(Rows from a dataset for labeling boxes)

§ §

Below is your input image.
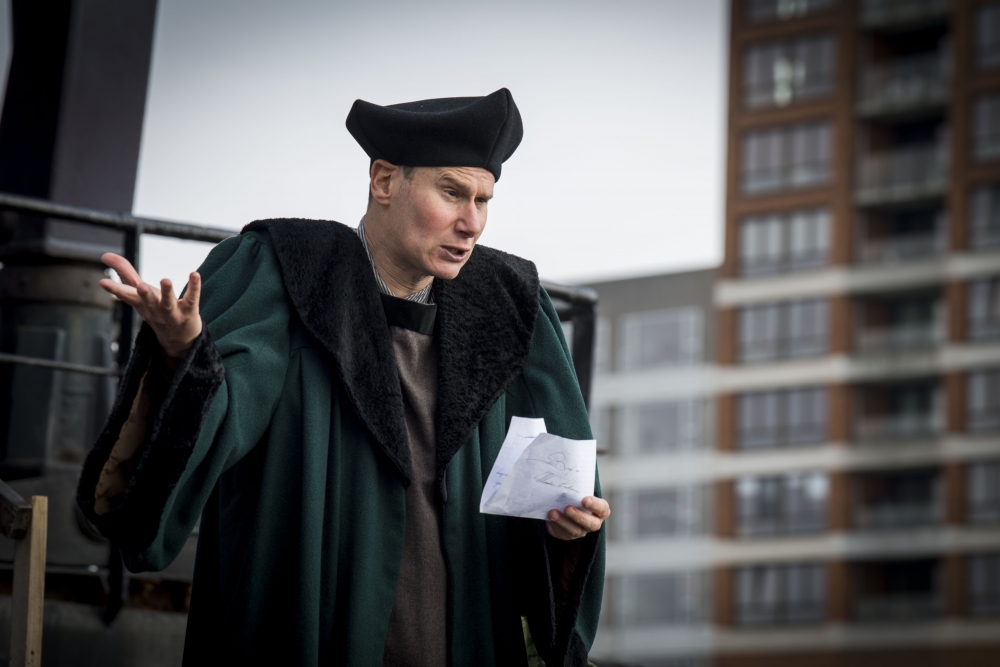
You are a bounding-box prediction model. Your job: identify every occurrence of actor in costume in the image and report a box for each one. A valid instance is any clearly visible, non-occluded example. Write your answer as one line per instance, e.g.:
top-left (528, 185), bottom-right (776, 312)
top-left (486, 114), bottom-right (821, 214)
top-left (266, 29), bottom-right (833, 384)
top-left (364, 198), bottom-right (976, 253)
top-left (78, 89), bottom-right (610, 667)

§ §

Write out every line of the entries above word for word, omitting the picture.

Below is your input image.
You are a bounding-box prediction model. Your job: identify every occurrence of actor in costume in the image and report a box for each one. A valid instance is any clearly visible, non-occluded example. Write your answer as one line per instance, e.g.:
top-left (528, 185), bottom-right (776, 312)
top-left (486, 114), bottom-right (821, 214)
top-left (266, 29), bottom-right (833, 384)
top-left (364, 198), bottom-right (976, 253)
top-left (78, 89), bottom-right (610, 667)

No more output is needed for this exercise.